Among his more memorable games in the NFL include becoming the first quarterback in Steeler history to complete over 80% of his passes (minimum 20 attempts) in a game vs. San Diego on November 25, 1984 (18 completions in 22 attempts, 253 yards, 4 touchdowns, 1 interception); won AFC Offensive Player of the Week for his opening day 1985 performance vs. Indianapolis (21 completions in 30 attempts for 287 yards, 5 touchdowns passing, 1 rushing) that included tying Hall of Famer Terry Bradshaw's team record for single game touchdown passes; passed for a career-high 374 yards on 26 completions with three touchdowns vs. Cincinnati on September 30, 1985; was the starting quarterback when Pittsburgh became the first visiting team to beat the Denver Broncos in the post season, leading the Steelers to a come from behind 24–17 victory in the 1984 AFC Divisional Game on December 30, 1984 (overcame two early fumbles to complete 17 of 28 passes for 228 yards and threw the game-tying touchdown pass to Louis Lipps); earned the final victory of his career as a starting quarterback against Pittsburgh, completing 17 of 24 passes, throwing a touchdown and scoring 1 rushing to lead San Diego to a 20–14 win over Pittsburgh on December 11, 1988; set a Steeler post season record (since eclipsed by Neil O'Donnell and Tommy Maddox) for single-game passing-yards for his 336-yard performance vs. Miami in the 1984 AFC Championship Game (completed 20 of 36 passes; threw 3 touchdowns and 3 interceptions).

--

(GOAL 1)
Copy the entries word for word, starting from their first line and ending with the line holding "(1104, 547)", both ends included.
The entries that follow have no connection to the passage about the quarterback's games.

Data taken from a collection:
--

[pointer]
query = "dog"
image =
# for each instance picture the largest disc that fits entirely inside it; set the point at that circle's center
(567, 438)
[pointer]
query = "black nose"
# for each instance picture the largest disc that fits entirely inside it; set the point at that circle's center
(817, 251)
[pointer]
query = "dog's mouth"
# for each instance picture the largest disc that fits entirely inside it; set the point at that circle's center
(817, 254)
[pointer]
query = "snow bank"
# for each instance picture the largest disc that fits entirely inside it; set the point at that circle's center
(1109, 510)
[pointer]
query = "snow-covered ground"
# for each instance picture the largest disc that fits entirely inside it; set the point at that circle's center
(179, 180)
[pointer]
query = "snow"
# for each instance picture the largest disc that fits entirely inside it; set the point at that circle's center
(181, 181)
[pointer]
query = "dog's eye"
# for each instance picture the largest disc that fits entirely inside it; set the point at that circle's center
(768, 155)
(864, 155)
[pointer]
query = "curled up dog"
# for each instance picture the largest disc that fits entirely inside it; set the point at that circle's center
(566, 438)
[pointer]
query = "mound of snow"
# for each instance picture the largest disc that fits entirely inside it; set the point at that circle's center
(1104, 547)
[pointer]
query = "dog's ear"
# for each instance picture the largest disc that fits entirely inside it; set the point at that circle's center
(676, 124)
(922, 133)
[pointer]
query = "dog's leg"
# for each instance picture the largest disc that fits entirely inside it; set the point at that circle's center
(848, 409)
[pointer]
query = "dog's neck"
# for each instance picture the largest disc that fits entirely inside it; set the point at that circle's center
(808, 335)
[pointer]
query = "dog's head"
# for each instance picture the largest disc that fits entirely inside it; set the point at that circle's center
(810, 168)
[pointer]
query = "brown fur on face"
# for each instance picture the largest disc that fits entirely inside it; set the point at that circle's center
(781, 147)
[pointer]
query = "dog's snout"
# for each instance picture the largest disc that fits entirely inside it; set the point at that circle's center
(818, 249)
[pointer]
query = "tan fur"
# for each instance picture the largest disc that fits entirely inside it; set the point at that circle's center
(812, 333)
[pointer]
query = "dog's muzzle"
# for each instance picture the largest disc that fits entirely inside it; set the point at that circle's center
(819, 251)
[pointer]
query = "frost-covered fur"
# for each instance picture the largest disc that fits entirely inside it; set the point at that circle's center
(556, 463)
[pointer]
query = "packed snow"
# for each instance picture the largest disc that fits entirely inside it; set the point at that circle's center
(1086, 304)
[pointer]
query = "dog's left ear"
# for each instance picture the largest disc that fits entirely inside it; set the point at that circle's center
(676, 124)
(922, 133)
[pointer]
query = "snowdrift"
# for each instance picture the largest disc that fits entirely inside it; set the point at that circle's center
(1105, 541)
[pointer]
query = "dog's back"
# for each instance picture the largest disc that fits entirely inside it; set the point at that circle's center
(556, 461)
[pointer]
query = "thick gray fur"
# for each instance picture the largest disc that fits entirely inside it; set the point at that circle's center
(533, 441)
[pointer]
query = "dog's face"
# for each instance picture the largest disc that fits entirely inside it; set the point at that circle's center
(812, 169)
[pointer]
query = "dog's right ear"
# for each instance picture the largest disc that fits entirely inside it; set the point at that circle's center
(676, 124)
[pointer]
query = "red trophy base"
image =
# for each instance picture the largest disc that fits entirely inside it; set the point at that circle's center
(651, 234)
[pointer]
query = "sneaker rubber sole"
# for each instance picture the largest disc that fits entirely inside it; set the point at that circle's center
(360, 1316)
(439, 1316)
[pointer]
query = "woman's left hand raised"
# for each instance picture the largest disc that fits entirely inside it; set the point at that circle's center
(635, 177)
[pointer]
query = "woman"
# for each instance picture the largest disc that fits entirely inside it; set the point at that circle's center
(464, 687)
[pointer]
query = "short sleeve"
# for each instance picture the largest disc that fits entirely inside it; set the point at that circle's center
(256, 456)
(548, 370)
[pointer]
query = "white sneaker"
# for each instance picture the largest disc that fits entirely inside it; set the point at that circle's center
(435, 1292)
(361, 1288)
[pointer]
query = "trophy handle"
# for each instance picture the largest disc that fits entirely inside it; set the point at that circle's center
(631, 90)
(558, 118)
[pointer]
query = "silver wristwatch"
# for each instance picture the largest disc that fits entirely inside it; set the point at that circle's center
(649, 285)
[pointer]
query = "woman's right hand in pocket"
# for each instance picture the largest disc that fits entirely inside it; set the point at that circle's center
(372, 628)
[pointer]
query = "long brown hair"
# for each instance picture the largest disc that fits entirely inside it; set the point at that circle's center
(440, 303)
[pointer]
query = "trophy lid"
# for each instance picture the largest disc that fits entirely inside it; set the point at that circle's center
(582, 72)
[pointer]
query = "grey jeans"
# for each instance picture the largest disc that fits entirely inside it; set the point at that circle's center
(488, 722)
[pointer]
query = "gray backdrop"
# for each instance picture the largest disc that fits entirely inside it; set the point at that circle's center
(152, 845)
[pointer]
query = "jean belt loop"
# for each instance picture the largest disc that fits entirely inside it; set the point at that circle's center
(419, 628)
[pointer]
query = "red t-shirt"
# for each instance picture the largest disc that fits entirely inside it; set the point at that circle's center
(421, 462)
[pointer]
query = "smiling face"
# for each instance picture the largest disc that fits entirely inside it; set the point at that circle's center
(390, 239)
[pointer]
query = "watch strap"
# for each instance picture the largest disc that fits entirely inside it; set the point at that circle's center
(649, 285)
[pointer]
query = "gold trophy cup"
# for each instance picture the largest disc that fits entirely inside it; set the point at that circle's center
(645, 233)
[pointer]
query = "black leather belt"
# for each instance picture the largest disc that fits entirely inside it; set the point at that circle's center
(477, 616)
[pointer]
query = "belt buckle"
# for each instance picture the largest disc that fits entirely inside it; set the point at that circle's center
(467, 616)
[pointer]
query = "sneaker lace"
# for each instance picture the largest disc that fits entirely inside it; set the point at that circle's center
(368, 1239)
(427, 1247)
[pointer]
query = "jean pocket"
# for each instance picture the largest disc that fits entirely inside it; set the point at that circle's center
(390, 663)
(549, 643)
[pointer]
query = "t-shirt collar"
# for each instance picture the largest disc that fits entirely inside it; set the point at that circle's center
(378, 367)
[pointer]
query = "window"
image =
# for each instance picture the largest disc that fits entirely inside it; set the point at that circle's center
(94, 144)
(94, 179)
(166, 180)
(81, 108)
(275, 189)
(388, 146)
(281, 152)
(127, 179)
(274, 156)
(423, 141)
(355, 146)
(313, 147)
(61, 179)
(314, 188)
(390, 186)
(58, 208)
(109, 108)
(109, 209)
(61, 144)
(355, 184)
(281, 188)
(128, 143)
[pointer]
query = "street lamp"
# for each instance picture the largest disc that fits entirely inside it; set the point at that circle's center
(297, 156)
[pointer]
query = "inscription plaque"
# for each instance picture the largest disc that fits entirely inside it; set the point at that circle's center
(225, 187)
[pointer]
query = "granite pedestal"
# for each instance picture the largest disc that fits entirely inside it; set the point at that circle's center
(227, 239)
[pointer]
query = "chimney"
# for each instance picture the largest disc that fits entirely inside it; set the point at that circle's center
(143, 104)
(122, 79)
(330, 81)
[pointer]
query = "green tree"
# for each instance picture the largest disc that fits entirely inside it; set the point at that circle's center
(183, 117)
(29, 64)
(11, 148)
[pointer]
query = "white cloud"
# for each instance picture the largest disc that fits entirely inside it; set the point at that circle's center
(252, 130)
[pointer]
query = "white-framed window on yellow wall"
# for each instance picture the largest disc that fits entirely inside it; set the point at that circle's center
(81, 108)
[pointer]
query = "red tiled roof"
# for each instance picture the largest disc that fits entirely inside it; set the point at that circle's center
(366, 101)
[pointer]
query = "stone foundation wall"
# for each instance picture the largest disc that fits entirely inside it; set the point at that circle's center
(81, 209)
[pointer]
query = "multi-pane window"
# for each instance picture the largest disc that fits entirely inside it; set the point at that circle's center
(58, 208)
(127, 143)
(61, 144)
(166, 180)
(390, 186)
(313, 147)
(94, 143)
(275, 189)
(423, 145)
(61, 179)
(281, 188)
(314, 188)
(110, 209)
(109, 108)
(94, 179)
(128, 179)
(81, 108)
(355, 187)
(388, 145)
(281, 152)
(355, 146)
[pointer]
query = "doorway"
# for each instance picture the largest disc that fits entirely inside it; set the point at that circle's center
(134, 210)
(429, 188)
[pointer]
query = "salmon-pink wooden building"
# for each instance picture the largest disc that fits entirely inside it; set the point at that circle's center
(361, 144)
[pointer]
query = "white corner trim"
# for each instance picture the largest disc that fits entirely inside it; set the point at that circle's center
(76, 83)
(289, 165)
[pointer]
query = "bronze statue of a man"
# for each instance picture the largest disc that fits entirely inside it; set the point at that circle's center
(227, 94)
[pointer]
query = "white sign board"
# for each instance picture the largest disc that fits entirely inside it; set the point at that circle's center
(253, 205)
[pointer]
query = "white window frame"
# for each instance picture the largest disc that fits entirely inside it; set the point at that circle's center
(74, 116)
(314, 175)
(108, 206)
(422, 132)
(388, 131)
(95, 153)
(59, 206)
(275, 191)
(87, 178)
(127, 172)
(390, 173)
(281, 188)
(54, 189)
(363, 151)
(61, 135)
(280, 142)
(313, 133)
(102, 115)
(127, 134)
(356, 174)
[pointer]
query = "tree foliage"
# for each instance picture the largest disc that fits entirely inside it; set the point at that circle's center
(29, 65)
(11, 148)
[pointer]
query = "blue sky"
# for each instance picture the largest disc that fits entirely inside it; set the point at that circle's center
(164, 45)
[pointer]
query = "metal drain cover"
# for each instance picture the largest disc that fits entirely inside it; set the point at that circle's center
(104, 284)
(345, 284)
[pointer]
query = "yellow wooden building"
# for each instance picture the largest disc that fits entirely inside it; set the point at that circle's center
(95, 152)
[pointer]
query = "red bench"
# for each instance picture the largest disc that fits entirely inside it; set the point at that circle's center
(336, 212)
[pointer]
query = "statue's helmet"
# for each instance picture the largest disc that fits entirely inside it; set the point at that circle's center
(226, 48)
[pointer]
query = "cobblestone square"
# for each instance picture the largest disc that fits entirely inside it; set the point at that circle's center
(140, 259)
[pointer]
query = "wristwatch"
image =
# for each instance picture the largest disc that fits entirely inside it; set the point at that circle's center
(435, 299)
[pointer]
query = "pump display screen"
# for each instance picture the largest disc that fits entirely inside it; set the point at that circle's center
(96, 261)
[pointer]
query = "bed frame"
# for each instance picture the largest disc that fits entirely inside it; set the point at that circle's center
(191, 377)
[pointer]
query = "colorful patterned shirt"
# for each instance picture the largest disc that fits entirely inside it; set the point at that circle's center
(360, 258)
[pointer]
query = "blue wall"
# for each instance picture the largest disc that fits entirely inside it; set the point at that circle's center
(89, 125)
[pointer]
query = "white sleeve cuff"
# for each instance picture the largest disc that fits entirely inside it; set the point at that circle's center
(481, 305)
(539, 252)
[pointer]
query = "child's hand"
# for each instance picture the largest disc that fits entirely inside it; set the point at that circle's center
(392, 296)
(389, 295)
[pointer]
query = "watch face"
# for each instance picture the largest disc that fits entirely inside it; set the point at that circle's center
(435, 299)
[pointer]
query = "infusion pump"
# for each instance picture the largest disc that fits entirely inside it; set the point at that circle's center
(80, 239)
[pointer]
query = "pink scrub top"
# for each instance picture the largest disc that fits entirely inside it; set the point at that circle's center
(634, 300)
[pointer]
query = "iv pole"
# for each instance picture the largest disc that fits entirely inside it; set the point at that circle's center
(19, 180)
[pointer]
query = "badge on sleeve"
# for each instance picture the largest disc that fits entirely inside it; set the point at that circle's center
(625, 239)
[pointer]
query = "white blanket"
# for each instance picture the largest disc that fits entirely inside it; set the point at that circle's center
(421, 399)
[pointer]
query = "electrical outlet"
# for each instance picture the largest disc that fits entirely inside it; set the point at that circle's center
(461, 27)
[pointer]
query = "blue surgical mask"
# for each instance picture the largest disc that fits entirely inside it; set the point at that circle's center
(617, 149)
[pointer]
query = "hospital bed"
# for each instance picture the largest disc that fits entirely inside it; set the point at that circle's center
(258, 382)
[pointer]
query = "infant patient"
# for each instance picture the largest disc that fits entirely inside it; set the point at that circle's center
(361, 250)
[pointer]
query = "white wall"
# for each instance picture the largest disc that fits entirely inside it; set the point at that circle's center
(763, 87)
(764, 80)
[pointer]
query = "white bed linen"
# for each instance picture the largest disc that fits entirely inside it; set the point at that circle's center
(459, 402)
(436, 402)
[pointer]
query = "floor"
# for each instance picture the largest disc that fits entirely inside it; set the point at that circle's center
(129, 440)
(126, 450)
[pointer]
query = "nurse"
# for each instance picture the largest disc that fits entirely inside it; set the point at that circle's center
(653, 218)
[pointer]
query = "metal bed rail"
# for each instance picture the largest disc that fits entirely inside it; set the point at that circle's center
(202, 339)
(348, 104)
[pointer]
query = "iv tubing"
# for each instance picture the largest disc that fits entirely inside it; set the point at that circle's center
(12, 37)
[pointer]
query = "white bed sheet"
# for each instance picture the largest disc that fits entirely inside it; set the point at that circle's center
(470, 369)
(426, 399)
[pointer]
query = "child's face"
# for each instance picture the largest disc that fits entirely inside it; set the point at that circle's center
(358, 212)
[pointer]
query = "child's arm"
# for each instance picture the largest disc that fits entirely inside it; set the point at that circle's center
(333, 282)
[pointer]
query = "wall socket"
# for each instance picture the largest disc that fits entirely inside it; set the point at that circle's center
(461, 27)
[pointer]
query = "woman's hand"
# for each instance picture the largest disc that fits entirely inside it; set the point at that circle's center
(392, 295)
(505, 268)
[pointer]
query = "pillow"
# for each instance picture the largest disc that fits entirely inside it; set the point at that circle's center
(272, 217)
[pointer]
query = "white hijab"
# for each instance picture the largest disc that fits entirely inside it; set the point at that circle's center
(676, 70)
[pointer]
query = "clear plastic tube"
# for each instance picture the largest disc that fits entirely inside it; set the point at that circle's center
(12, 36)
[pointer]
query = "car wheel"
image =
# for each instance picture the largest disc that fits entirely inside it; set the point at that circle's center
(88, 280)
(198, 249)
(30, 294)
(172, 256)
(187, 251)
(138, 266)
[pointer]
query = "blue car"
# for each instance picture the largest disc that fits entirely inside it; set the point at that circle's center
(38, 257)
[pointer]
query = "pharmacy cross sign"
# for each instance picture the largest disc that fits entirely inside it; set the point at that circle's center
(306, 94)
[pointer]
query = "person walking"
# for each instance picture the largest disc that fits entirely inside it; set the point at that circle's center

--

(GOAL 2)
In the passage about the quarterback's games, who caught the game-tying touchdown pass in the 1984 AFC Divisional Game against Denver?

(TASK ANSWER 1)
[pointer]
query = "dog"
image =
# for each instance picture the largest disc that fits entirely inside it; set the point at that circle's center
(567, 438)
[pointer]
query = "black nose"
# for each instance picture the largest disc that fits entirely inside it; set the point at that circle's center
(817, 251)
[pointer]
query = "dog's mouth"
# for each instance picture the largest disc that fits entirely inside it; set the point at that circle's center
(817, 254)
[pointer]
query = "snow bank"
# for each instance picture the largest disc that fits entirely inside it; set the point at that circle's center
(1109, 510)
[pointer]
query = "snow-covered ground"
# for each instance picture the largest disc that fits entirely inside it; set the point at that circle's center
(179, 180)
[pointer]
query = "snow"
# for each instance picture the largest disc that fits entirely inside it; set the point at that circle's center
(181, 181)
[pointer]
query = "dog's eye"
# for each instance picture the largest disc that fits entirely inside it; set the point at that circle's center
(768, 155)
(864, 155)
[pointer]
query = "curled up dog"
# for each instance picture the largest disc that fits entirely inside it; set the point at that circle's center
(566, 438)
[pointer]
query = "mound of snow"
# for each instance picture the largest disc that fits entirely inside it; set the point at that circle's center
(1104, 547)

(TASK ANSWER 2)
Louis Lipps